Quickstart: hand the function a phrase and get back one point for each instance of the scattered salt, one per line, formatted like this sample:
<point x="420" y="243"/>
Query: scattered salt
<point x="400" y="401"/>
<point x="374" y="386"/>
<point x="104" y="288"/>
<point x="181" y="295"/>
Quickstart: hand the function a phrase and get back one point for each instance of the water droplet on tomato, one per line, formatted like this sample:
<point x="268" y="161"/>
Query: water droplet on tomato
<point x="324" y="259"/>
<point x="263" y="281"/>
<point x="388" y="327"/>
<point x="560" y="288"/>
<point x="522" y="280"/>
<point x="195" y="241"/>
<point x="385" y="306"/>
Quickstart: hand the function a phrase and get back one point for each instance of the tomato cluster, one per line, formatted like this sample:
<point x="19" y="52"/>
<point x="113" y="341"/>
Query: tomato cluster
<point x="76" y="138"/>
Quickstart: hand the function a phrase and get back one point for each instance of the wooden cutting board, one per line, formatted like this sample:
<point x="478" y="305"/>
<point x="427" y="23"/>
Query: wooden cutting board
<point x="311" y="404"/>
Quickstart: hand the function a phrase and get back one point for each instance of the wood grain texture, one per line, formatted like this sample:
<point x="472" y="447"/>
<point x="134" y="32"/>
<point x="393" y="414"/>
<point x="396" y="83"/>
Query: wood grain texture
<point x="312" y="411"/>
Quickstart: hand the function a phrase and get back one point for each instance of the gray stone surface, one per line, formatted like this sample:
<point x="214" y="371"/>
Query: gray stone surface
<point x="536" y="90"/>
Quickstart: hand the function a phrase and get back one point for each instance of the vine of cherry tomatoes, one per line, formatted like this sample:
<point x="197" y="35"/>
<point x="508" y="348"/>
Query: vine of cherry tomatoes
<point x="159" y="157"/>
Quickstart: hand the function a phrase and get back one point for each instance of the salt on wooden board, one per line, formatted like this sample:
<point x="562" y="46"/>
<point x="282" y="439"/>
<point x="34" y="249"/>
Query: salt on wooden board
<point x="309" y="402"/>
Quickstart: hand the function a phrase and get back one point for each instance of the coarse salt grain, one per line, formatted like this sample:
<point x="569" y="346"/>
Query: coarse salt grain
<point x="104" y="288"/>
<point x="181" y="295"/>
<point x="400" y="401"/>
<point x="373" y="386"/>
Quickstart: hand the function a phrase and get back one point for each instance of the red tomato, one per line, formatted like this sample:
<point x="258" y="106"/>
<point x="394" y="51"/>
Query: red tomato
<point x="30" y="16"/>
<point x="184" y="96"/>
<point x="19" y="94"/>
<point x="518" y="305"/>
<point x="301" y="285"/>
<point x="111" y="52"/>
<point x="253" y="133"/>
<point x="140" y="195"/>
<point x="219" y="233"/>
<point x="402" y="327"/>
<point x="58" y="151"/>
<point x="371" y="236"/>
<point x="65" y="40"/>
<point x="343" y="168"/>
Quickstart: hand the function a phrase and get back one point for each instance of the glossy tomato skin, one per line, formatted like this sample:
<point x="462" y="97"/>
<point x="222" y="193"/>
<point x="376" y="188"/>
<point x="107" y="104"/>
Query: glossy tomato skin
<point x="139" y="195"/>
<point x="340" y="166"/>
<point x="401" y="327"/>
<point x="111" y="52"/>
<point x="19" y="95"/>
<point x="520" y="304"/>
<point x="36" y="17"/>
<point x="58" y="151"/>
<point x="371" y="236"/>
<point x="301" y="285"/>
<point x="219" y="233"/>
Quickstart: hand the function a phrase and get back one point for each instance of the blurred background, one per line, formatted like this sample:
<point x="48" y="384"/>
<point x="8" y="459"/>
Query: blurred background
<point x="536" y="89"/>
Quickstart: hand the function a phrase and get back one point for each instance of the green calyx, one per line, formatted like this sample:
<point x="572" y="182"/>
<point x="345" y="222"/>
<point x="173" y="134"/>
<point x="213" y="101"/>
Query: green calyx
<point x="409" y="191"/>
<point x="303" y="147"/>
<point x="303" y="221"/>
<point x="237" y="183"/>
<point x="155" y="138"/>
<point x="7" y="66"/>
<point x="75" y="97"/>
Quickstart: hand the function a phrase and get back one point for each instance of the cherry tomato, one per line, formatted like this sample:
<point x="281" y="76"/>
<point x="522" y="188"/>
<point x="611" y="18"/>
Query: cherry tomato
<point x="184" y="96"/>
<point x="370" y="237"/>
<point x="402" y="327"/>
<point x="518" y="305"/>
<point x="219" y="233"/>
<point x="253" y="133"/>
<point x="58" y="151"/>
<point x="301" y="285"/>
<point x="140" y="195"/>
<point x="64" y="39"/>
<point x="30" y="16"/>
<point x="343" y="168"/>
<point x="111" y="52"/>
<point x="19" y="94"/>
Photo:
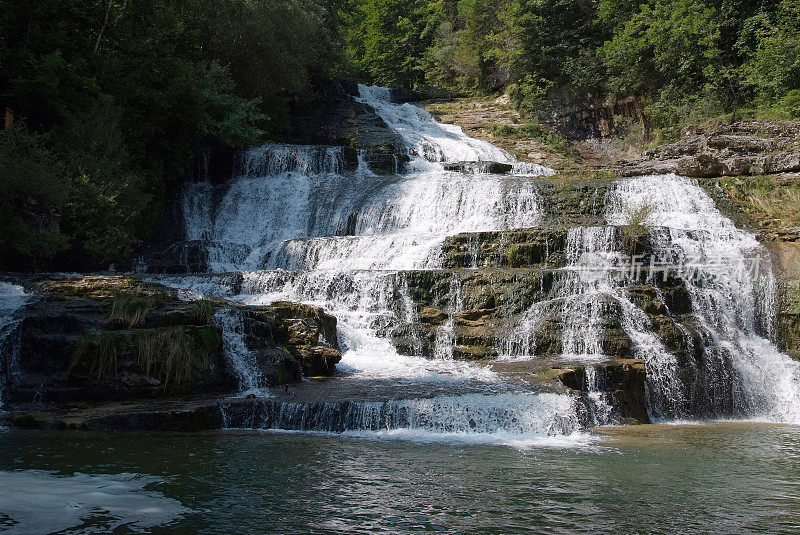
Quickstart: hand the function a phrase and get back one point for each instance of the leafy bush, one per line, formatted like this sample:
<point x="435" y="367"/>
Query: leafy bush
<point x="32" y="191"/>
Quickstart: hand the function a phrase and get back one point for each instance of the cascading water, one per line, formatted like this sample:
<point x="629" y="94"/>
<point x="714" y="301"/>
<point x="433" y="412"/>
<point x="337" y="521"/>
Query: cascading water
<point x="12" y="298"/>
<point x="307" y="226"/>
<point x="726" y="271"/>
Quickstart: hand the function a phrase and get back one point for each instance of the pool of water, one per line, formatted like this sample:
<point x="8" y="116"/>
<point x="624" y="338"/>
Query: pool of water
<point x="709" y="478"/>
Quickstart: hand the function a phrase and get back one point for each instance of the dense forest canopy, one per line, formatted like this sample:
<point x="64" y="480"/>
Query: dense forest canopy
<point x="106" y="99"/>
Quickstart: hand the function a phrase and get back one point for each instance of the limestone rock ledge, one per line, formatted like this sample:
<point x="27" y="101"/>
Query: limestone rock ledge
<point x="98" y="339"/>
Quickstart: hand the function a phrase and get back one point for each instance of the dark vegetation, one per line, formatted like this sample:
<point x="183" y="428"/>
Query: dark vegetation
<point x="109" y="98"/>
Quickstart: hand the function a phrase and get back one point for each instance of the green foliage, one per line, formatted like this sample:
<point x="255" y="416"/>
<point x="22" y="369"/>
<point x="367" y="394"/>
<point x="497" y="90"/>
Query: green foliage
<point x="172" y="353"/>
<point x="32" y="191"/>
<point x="115" y="109"/>
<point x="773" y="66"/>
<point x="169" y="354"/>
<point x="635" y="230"/>
<point x="130" y="309"/>
<point x="101" y="350"/>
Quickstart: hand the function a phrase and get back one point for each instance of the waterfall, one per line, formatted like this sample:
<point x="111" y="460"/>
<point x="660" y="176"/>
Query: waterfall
<point x="725" y="269"/>
<point x="237" y="352"/>
<point x="12" y="298"/>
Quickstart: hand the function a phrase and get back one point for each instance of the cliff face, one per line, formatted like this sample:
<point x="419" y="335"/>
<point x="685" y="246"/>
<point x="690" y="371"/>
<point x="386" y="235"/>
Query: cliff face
<point x="742" y="148"/>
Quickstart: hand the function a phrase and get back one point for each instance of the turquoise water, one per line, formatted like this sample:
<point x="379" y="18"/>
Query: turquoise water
<point x="720" y="478"/>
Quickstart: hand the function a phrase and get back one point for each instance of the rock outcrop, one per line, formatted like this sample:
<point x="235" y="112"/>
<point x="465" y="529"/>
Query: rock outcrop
<point x="742" y="148"/>
<point x="98" y="343"/>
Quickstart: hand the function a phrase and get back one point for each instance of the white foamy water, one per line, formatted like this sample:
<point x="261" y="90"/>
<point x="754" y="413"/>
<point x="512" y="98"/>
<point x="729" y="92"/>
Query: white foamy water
<point x="37" y="502"/>
<point x="306" y="227"/>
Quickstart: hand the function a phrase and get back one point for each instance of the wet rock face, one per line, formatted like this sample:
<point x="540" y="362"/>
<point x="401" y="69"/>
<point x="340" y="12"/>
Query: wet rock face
<point x="103" y="338"/>
<point x="94" y="339"/>
<point x="743" y="148"/>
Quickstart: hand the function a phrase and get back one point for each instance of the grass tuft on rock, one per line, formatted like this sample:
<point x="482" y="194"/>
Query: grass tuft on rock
<point x="635" y="230"/>
<point x="170" y="354"/>
<point x="101" y="350"/>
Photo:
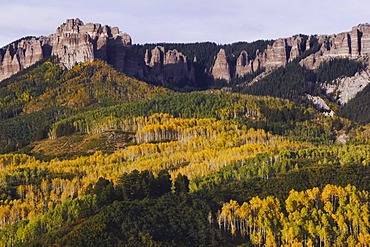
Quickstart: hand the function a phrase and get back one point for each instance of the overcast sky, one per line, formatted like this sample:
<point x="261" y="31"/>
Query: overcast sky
<point x="152" y="21"/>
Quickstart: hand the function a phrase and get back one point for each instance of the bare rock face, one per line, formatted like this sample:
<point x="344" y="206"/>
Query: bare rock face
<point x="71" y="45"/>
<point x="20" y="55"/>
<point x="73" y="42"/>
<point x="276" y="55"/>
<point x="243" y="65"/>
<point x="221" y="69"/>
<point x="353" y="45"/>
<point x="167" y="67"/>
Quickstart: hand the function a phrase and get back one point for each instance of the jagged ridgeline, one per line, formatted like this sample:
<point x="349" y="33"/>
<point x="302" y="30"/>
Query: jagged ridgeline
<point x="201" y="57"/>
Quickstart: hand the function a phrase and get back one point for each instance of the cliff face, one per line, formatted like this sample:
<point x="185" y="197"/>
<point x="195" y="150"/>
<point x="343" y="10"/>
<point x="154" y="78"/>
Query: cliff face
<point x="221" y="69"/>
<point x="353" y="44"/>
<point x="20" y="55"/>
<point x="73" y="42"/>
<point x="276" y="55"/>
<point x="167" y="67"/>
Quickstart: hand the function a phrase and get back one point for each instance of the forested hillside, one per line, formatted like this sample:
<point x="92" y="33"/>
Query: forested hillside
<point x="91" y="157"/>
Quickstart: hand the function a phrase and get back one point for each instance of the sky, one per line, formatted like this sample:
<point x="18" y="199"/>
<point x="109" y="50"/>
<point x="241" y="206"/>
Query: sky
<point x="186" y="21"/>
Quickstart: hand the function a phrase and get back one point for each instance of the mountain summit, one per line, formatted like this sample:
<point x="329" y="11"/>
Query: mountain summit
<point x="180" y="65"/>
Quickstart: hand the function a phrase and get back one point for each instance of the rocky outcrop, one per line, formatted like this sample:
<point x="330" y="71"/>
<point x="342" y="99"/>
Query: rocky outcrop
<point x="243" y="65"/>
<point x="352" y="44"/>
<point x="71" y="45"/>
<point x="221" y="69"/>
<point x="73" y="42"/>
<point x="276" y="55"/>
<point x="20" y="55"/>
<point x="167" y="67"/>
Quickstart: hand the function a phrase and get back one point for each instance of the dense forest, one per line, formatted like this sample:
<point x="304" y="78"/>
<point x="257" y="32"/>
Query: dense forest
<point x="91" y="157"/>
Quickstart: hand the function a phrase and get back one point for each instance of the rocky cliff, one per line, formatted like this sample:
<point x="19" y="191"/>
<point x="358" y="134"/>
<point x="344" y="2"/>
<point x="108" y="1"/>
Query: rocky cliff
<point x="73" y="42"/>
<point x="21" y="54"/>
<point x="276" y="55"/>
<point x="221" y="70"/>
<point x="167" y="67"/>
<point x="353" y="44"/>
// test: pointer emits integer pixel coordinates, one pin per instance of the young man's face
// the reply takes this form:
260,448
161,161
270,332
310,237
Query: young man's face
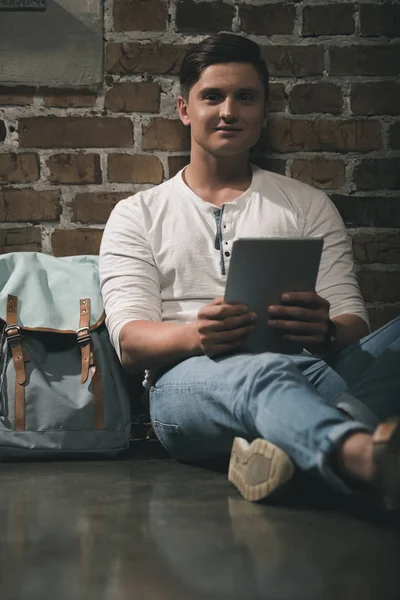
------------
WRITTEN INSTRUCTION:
Locate each line in the listing above that contains the word "dense" and copy those lines.

SOLUTION FOR THIS EXERCISE:
Quickstart: hand the function a phrase and get back one point for each instance of the dense forest canopy, one per line, formatted like this sample:
Query: dense forest canopy
Quickstart: hand the function a phrase and get back one point for each instance of the dense forest, one per line, formatted like this sample:
Query: dense forest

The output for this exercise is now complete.